=== Exercise set ===
a – In the article about Hutto and his son Brandon, how many individuals across South Carolina wait ahead of Brandon?
b – From the article about Hutto and his son Brandon, quote the passage starting at "Options like respite" and ending at "across the state.".
** Text block follows **
Hutto said he “saw a place in Bamberg - the board of disabilities. Went inside, presented paperwork, and was assigned a caseworker. Bought Brandon a lunch kit, walked through facilities; showed him his seat, got his physical, TB test, etc. He’d work in a community day program. Brandon was excited. Sat outside waiting for the bus day after day. It never came. I got a call instead. There was a mistake. I was totally caught off guard. What I gathered is that someone dropped the ball. My educated guess is it's not because of unavailability, not a lack of a spot for him, but that you're on a list and you simply have to wait. The bottom line is Brandon has acclimated to small town life. He's beyond happy here. He has a home but he's been on this list for four years. An autistic individual thrives on routine.”
Options like respite services and community outings are likewise offered in South Carolina but it goes back to the waiting list. Over 10,000 individuals wait before him across the state.
“In my head I thought, my God, the man’s going to be almost 40 before he gets any assistance,” Hutto said. “So, we recently got a new caseworker assigned because of the fact that I have cancer. And because I'm his primary and only caregiver.”
Brandon’s daily routine has become his laptop and gaming system. His “command center.”
Hutto continued, “He needs a companion program. He has ‘Rae Salley’…a ‘fox’ he has around him all the time. A sixth dimensional being. She's everywhere he goes. To him, Rae Salley is real. She appeared around the time of my cancer diagnosis. He understands dad’s diagnosis and shows no anxiety, but I do believe there’s some anxiety there. He tells me, ‘I'm not a snowflake. I won’t melt.’ He is either A: very brave or B: very good at putting on a brave face. And I think it's a combination of both.”
Wiping a tear from his eye, Hutto said, “He needs socialization, he needs a friend. A reinforced, productive routine with trained people among other special needs individuals that he can relate to. It's critical. The old saying, you don't use it, you lose it. He's lost so much since he's been out of school. My desire is to see Brandon form a friendship. He's got Dad and that’s it. The day program offers so much. But, God does not make mistakes. God brought us here. Introduced us all those years ago in Texas. I am so blessed. That young man chose me to be his dad. He's totally changed the course of my life in nothing but a positive way. I’m just looking for any umbrella that he can find assistance under.”
As this interview wrapped up, we were both in tears. It suddenly came on this faith writer's heart to call, friend and brother in Christ, Barnwell County Sheriff’s Department Lt. Eric Kirkland; son of the late, great Peggy Kirkland, who spent her life working tirelessly helping our community. The lieutenant, just like his mother would have done, didn’t hesitate to speak with Hutto right then and there, offering encouragement, prayers and the assurance of any resources he may be able to find.
“Being in a rural place hurts us, up to mental illness. This is another case,” Kirkland said.
“I’m a happy, positive man,” Hutto said. “But I started to get depressed when I thought about my son’s unmet needs. Having this opportunity for media exposure; for my son and others in our shoes, and speaking with Eric Kirkland has encouraged me so much. He immediately informed me of Bright Start, but it looks like they only do early intervention for children up to six, from what I can tell. He did offer major moral support and told me to call him anytime. He also mentioned something about a group that helps with home repairs and such. He is a very nice man.”
Like it was years ago, Hutto’s once again in a challenging season of change. “But I’m blessed,” he said. “My son’s gone from life in a pagan household to a community where people accept him and care. Now I just pray for someone to embrace him and be there for him when God calls me home.”
** End of Text block **
** Provided material follows **
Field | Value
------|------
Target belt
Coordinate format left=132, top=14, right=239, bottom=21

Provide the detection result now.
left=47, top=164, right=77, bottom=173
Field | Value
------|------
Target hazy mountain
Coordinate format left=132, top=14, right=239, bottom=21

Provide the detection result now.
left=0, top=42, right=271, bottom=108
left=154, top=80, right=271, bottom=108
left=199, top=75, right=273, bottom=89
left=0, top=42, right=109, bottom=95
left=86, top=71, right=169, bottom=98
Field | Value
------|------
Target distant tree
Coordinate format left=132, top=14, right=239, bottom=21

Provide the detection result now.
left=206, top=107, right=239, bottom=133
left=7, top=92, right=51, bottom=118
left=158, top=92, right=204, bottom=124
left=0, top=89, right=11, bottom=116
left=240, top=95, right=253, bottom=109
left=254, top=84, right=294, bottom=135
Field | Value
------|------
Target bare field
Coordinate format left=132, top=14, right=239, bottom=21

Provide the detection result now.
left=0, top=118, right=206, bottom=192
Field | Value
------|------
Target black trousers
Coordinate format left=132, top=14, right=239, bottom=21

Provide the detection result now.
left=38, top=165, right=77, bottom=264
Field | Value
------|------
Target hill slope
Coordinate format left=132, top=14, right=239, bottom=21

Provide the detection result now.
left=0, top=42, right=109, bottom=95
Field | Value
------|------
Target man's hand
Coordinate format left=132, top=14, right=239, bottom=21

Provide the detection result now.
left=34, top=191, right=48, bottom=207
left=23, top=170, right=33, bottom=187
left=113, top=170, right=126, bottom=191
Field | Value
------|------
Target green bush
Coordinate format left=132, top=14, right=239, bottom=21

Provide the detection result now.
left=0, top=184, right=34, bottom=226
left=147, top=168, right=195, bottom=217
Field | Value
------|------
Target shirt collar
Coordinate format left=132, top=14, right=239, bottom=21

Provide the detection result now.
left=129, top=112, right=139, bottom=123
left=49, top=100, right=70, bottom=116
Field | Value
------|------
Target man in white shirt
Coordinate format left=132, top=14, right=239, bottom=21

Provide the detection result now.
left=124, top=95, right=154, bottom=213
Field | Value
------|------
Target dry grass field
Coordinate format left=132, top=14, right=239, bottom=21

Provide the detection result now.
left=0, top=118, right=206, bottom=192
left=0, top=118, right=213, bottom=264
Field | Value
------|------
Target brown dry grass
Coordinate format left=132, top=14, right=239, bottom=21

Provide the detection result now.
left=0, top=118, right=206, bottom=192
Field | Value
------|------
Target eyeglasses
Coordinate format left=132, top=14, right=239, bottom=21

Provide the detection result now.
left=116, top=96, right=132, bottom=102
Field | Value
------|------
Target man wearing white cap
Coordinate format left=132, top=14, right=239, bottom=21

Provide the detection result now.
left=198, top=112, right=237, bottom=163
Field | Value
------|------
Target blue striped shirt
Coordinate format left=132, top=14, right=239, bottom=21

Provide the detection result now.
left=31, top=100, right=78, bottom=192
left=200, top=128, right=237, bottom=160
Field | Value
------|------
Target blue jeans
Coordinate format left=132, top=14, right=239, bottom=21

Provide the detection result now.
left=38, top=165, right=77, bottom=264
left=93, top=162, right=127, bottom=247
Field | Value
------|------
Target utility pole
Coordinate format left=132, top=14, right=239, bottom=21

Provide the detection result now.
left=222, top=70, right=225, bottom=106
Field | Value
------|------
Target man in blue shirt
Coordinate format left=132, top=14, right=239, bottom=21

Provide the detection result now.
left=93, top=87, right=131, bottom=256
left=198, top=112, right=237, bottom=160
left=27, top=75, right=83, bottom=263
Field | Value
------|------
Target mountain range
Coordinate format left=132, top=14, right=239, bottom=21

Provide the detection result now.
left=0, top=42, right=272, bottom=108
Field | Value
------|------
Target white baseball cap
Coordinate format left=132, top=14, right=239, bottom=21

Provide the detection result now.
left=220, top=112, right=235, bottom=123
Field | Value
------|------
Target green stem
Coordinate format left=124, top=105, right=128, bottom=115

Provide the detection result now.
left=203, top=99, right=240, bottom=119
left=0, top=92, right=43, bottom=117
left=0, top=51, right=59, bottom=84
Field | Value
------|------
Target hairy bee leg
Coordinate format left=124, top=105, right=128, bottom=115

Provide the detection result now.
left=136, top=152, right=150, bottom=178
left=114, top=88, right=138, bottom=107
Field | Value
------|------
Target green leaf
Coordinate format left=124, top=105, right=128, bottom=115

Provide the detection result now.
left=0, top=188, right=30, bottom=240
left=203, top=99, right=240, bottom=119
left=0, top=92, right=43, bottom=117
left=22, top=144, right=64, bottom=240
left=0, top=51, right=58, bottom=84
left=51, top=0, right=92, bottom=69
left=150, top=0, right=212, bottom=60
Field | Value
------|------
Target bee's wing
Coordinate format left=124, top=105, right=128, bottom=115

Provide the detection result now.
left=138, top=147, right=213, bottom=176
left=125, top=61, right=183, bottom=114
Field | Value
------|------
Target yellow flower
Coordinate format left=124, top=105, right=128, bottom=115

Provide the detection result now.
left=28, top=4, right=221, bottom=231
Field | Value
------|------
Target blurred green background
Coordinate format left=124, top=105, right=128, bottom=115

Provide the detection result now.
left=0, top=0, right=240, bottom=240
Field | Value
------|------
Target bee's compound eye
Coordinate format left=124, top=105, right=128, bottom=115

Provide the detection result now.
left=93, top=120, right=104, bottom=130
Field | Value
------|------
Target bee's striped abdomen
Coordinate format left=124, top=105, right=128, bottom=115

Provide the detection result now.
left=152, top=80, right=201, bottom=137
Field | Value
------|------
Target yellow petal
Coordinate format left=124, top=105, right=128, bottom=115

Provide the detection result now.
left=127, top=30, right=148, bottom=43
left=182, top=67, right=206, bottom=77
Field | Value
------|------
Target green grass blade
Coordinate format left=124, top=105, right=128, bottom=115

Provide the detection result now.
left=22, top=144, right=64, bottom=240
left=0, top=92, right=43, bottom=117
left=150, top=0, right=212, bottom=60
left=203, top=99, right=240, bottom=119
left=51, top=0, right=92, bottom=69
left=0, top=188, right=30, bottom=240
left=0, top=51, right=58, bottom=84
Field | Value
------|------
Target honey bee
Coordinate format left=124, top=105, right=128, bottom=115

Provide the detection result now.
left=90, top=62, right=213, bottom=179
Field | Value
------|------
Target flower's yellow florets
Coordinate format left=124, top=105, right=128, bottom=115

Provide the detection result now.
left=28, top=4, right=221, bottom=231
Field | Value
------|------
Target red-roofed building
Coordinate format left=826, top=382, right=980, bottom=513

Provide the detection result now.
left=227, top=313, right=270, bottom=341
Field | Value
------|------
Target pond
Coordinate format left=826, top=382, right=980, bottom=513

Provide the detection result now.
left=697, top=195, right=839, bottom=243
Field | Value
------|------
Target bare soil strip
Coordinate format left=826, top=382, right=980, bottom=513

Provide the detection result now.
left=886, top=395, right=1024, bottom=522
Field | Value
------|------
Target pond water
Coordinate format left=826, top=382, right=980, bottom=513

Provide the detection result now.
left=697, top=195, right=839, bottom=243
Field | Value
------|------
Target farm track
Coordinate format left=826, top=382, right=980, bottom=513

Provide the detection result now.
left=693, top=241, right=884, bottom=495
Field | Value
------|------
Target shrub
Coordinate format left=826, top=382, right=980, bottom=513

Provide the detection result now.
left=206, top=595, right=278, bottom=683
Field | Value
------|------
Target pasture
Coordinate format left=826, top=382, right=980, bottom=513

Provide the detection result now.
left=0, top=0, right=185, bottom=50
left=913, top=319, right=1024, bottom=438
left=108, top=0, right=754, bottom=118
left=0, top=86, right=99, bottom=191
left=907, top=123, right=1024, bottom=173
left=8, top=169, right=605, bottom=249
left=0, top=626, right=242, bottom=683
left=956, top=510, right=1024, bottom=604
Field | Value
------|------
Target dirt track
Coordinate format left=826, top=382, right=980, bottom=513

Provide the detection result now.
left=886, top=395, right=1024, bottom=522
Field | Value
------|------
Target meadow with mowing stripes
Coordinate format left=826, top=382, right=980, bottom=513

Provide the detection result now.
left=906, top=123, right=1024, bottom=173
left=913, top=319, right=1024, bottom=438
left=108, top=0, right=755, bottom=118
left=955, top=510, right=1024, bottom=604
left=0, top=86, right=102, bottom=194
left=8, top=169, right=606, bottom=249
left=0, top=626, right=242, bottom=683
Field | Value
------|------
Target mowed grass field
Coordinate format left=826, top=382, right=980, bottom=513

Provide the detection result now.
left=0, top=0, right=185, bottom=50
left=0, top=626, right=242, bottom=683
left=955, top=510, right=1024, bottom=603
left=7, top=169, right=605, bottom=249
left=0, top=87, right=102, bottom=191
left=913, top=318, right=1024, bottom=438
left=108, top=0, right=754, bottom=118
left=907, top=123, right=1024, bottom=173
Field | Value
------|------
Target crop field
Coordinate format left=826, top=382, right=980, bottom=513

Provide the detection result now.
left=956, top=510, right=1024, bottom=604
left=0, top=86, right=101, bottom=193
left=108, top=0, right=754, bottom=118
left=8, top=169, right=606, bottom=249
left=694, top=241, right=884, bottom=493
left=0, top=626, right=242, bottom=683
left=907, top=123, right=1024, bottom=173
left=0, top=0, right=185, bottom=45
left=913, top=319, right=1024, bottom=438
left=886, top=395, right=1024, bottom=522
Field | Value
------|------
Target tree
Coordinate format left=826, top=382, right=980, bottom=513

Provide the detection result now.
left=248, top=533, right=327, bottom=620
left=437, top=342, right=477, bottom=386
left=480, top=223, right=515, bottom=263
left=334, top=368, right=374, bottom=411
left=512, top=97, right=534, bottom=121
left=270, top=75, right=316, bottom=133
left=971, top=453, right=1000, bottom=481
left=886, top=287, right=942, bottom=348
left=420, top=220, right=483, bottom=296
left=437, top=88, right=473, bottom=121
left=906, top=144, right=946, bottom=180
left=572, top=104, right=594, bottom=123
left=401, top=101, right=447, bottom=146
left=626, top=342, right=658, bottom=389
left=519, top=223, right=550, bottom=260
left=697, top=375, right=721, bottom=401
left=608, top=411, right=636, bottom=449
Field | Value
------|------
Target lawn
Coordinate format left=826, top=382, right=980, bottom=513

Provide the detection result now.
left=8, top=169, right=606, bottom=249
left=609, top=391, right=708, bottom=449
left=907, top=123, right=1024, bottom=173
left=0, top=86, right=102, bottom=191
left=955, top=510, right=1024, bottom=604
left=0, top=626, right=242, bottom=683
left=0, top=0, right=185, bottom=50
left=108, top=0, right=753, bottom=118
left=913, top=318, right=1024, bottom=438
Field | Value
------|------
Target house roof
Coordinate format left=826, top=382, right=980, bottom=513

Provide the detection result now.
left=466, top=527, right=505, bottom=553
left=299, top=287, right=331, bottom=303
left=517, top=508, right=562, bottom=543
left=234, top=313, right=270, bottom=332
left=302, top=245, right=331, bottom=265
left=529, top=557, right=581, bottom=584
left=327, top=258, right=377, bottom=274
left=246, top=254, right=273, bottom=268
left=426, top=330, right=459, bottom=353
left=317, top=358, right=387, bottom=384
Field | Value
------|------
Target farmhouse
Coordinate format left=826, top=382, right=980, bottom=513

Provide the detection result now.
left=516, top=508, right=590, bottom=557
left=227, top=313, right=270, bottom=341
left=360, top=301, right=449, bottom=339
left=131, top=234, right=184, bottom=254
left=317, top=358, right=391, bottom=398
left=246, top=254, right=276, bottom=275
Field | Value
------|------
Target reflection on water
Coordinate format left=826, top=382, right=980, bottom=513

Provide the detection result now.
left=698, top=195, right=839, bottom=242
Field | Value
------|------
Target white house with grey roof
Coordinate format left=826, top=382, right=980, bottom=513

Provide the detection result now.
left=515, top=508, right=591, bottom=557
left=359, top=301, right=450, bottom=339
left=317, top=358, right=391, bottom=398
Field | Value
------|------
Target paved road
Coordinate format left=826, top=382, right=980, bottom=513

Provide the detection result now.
** End of Provided material **
=== Results in order ===
a – Over 10,000 individuals.

b –
Options like respite services and community outings are likewise offered in South Carolina but it goes back to the waiting list. Over 10,000 individuals wait before him across the state.